(Stored data)
++++++++++
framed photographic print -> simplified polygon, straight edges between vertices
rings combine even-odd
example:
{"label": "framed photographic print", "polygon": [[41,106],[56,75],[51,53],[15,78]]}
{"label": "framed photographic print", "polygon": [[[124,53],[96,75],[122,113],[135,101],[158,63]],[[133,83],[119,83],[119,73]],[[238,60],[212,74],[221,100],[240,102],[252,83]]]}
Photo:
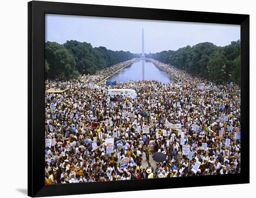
++++++++++
**SET PROBLEM:** Output every line of the records above as a numbered list, skipping blank lines and leaving out the pictures.

**RESULT:**
1. framed photographic print -> simplified polygon, straight edges between vertices
2. rings combine even-odd
3. example:
4. {"label": "framed photographic print", "polygon": [[41,106],[56,75],[51,53],[15,78]]}
5. {"label": "framed photographic print", "polygon": [[[124,53],[96,75],[122,113],[135,101],[158,63]],[[133,83],[119,83],[119,73]],[[238,60],[212,74],[221,100],[240,102],[252,83]]]}
6. Photo:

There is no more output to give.